[Data records start]

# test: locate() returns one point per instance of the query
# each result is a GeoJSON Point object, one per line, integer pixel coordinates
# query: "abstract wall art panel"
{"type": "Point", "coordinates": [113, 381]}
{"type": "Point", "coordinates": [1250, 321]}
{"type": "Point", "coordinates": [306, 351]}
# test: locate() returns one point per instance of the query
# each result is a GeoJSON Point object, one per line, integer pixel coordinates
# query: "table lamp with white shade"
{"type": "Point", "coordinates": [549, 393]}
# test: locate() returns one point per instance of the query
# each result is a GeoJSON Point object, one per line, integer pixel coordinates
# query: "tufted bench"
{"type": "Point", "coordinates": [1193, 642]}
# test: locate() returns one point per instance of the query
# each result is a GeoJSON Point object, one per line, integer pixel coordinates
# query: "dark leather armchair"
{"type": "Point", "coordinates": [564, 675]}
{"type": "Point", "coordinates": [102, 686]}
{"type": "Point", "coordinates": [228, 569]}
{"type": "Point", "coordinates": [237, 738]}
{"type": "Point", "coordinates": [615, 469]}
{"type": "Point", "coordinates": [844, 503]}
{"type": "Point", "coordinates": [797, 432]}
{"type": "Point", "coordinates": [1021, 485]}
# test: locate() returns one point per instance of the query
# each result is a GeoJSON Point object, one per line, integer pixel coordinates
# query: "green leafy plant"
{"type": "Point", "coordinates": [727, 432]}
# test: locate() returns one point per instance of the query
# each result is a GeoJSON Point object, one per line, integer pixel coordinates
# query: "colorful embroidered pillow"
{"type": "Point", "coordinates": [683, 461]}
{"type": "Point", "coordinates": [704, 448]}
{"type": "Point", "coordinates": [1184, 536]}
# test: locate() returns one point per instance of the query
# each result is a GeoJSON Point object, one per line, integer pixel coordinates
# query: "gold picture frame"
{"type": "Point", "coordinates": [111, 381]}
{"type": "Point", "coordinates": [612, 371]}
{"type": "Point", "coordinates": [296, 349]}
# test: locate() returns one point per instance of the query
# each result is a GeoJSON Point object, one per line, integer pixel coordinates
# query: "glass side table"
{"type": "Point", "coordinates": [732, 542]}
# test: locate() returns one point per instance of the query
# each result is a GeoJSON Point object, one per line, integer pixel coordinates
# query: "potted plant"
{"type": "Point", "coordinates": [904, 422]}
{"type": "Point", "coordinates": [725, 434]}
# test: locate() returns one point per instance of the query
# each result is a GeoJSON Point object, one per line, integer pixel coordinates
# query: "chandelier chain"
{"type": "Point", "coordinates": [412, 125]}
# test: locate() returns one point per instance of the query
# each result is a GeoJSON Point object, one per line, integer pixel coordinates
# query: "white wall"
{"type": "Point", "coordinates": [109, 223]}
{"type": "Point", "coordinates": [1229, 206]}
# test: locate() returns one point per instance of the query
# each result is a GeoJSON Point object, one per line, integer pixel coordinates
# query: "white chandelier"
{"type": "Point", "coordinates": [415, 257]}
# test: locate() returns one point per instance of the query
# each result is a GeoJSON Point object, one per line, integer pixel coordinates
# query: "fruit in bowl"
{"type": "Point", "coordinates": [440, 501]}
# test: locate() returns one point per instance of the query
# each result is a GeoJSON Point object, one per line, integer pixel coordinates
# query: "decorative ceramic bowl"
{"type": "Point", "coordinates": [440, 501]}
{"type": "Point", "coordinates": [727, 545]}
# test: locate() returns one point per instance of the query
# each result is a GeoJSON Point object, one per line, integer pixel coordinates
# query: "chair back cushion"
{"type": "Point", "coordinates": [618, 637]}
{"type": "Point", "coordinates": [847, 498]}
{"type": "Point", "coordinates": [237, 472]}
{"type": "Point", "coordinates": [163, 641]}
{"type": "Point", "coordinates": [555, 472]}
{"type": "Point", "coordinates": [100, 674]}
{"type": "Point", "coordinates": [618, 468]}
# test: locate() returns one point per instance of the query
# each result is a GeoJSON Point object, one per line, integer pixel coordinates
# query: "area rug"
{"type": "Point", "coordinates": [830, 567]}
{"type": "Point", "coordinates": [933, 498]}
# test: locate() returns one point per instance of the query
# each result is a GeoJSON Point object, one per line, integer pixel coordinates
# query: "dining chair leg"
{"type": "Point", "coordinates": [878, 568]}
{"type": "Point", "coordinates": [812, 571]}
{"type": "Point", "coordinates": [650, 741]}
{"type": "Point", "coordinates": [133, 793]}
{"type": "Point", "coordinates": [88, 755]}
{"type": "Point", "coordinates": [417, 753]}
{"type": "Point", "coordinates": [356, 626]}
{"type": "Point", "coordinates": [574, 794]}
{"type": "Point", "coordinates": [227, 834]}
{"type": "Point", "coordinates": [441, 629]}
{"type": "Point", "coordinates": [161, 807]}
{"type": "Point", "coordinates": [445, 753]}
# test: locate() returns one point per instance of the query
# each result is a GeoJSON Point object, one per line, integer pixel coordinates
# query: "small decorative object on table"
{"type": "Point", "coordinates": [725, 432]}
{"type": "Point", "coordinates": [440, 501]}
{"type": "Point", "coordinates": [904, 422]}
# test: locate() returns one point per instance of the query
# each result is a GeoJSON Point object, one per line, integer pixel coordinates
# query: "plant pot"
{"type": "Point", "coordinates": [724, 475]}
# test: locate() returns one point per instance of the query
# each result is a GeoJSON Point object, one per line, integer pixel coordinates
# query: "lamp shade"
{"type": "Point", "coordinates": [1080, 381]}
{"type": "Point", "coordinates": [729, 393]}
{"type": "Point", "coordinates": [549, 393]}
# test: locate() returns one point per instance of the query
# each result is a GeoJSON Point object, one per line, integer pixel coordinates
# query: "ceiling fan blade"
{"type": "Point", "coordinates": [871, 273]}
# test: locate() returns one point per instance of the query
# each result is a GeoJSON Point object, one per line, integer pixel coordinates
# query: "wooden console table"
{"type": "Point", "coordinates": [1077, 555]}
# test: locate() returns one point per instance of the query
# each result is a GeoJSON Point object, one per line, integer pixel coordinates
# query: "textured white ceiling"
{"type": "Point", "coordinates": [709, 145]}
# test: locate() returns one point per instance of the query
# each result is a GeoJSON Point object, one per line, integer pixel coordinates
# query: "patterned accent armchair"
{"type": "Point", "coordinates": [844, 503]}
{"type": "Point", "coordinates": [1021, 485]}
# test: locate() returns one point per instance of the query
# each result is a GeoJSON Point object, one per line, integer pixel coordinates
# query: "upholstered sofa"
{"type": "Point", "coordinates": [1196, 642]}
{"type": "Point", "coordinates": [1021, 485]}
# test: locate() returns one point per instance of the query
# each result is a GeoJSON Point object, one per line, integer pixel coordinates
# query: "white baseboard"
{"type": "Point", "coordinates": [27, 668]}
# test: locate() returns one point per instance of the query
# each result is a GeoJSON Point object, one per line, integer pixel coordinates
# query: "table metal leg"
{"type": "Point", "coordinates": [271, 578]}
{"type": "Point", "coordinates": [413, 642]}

[Data records end]

Exercise details:
Make an exact copy of every entry.

Reply:
# test: locate() returns one point per instance of the query
# each result is a GeoJSON Point object, one per line, integer pixel coordinates
# query: "abstract wall art panel"
{"type": "Point", "coordinates": [113, 381]}
{"type": "Point", "coordinates": [1250, 321]}
{"type": "Point", "coordinates": [306, 351]}
# test: locate() returns one point per instance of the query
# each result is a GeoJSON Point object, one per line, integer pixel coordinates
# query: "table lamp with white shade"
{"type": "Point", "coordinates": [549, 393]}
# test: locate() returns one point per instance of the query
# each result is a GeoJSON Point object, one per line, integer pixel coordinates
# query: "tufted bench"
{"type": "Point", "coordinates": [1193, 642]}
# test: locate() returns one point per instance of the query
# each result is a GeoJSON Point object, one per line, integer pixel coordinates
# query: "dark leather armchair"
{"type": "Point", "coordinates": [564, 675]}
{"type": "Point", "coordinates": [102, 686]}
{"type": "Point", "coordinates": [228, 569]}
{"type": "Point", "coordinates": [237, 738]}
{"type": "Point", "coordinates": [615, 469]}
{"type": "Point", "coordinates": [844, 503]}
{"type": "Point", "coordinates": [797, 432]}
{"type": "Point", "coordinates": [1021, 485]}
# test: locate() returns one point per instance of the query
# each result is a GeoJSON Point object, one per line, integer pixel coordinates
# query: "green leafy plant"
{"type": "Point", "coordinates": [727, 432]}
# test: locate() returns one point per instance of the query
# each result is a GeoJSON Point object, one per line, integer pixel coordinates
# query: "colorful embroidered pillow"
{"type": "Point", "coordinates": [683, 461]}
{"type": "Point", "coordinates": [704, 448]}
{"type": "Point", "coordinates": [1184, 536]}
# test: locate() returns one point per instance of the query
# each result is a GeoJSON Point object, one per line, integer pixel coordinates
# query: "gold picture frame"
{"type": "Point", "coordinates": [111, 381]}
{"type": "Point", "coordinates": [612, 371]}
{"type": "Point", "coordinates": [296, 349]}
# test: locate() returns one point per instance of the query
# each result is a GeoJSON Point object, one per line, integer pixel coordinates
# query: "glass side table"
{"type": "Point", "coordinates": [732, 542]}
# test: locate() returns one point per instance of the query
# each result is a GeoJSON Point object, one per line, integer pixel coordinates
# query: "potted plant"
{"type": "Point", "coordinates": [904, 422]}
{"type": "Point", "coordinates": [725, 434]}
# test: locate() returns one point per instance of the query
# each result is a GeoJSON Point object, one per line, integer pixel coordinates
# query: "chandelier chain"
{"type": "Point", "coordinates": [412, 125]}
# test: locate() returns one point per instance of the query
# each result is a GeoJSON Point object, one per line, integer pixel coordinates
# query: "white wall"
{"type": "Point", "coordinates": [109, 223]}
{"type": "Point", "coordinates": [1229, 206]}
# test: locate() returns one point per instance of the query
# each result is a GeoJSON Point object, one per line, integer pixel coordinates
# query: "white chandelier"
{"type": "Point", "coordinates": [415, 257]}
# test: locate() returns one point per instance of the query
# each result is a GeoJSON Point object, one per line, integer pixel coordinates
# query: "fruit in bowl"
{"type": "Point", "coordinates": [440, 501]}
# test: locate() returns one point per instance of the query
# each result is a GeoJSON Point object, one per line, integer pixel coordinates
# query: "decorative ceramic bowl"
{"type": "Point", "coordinates": [440, 501]}
{"type": "Point", "coordinates": [727, 545]}
# test: locate() returns one point per instance of the query
# each result is a GeoJSON Point object, one per line, integer pixel coordinates
# query: "chair back cushion"
{"type": "Point", "coordinates": [618, 637]}
{"type": "Point", "coordinates": [847, 498]}
{"type": "Point", "coordinates": [237, 472]}
{"type": "Point", "coordinates": [163, 641]}
{"type": "Point", "coordinates": [555, 472]}
{"type": "Point", "coordinates": [100, 674]}
{"type": "Point", "coordinates": [618, 468]}
# test: locate() returns one point per instance of the query
# each result is a GeoJSON Point object, one per line, integer pixel coordinates
# query: "area rug"
{"type": "Point", "coordinates": [830, 567]}
{"type": "Point", "coordinates": [933, 498]}
# test: locate() returns one point per instance of the query
# each result is a GeoJSON Point object, one per line, integer pixel coordinates
# query: "dining chair leg"
{"type": "Point", "coordinates": [878, 568]}
{"type": "Point", "coordinates": [812, 571]}
{"type": "Point", "coordinates": [650, 741]}
{"type": "Point", "coordinates": [133, 793]}
{"type": "Point", "coordinates": [88, 755]}
{"type": "Point", "coordinates": [417, 753]}
{"type": "Point", "coordinates": [356, 626]}
{"type": "Point", "coordinates": [574, 794]}
{"type": "Point", "coordinates": [227, 834]}
{"type": "Point", "coordinates": [441, 629]}
{"type": "Point", "coordinates": [161, 807]}
{"type": "Point", "coordinates": [445, 753]}
# test: locate() returns one point per instance of the query
# each result is a GeoJSON Point object, one per line, integer pixel coordinates
# query: "small decorative object on table"
{"type": "Point", "coordinates": [725, 432]}
{"type": "Point", "coordinates": [440, 501]}
{"type": "Point", "coordinates": [904, 422]}
# test: locate() returns one point per instance of the query
# each result is a GeoJSON Point object, one per line, integer pixel coordinates
# query: "plant pot"
{"type": "Point", "coordinates": [724, 475]}
# test: locate() returns one point per instance of the query
# each result is a GeoJSON Point object, one per line, integer pixel coordinates
# query: "lamp shade"
{"type": "Point", "coordinates": [1080, 381]}
{"type": "Point", "coordinates": [729, 393]}
{"type": "Point", "coordinates": [549, 393]}
# test: locate() returns one point per instance of the query
# each result is a GeoJSON Point object, one per line, integer pixel coordinates
# query: "ceiling fan blade"
{"type": "Point", "coordinates": [871, 273]}
# test: locate() returns one point per instance of the query
# each result is a GeoJSON Point object, one per line, integer pixel coordinates
# query: "wooden console table"
{"type": "Point", "coordinates": [1077, 555]}
# test: locate() returns one point per instance of the query
# each result is a GeoJSON Point object, one per line, integer pixel coordinates
# query: "textured white ceiling"
{"type": "Point", "coordinates": [709, 145]}
# test: locate() returns one point per instance of the query
# each result is a GeoJSON Point object, one per line, integer pixel coordinates
# query: "patterned accent armchair"
{"type": "Point", "coordinates": [844, 503]}
{"type": "Point", "coordinates": [1021, 485]}
# test: locate() returns one point per instance of the query
# each result is a GeoJSON Point object, one per line, integer pixel coordinates
# query: "upholstered sofa"
{"type": "Point", "coordinates": [1196, 642]}
{"type": "Point", "coordinates": [1021, 485]}
# test: locate() returns one point per instance of the query
# each result is a GeoJSON Point object, one per line, integer pixel coordinates
# query: "white baseboard"
{"type": "Point", "coordinates": [27, 668]}
# test: locate() returns one point per instance of the query
# each result is a GeoJSON Point object, one per line, integer pixel coordinates
# query: "table metal leg"
{"type": "Point", "coordinates": [271, 578]}
{"type": "Point", "coordinates": [413, 642]}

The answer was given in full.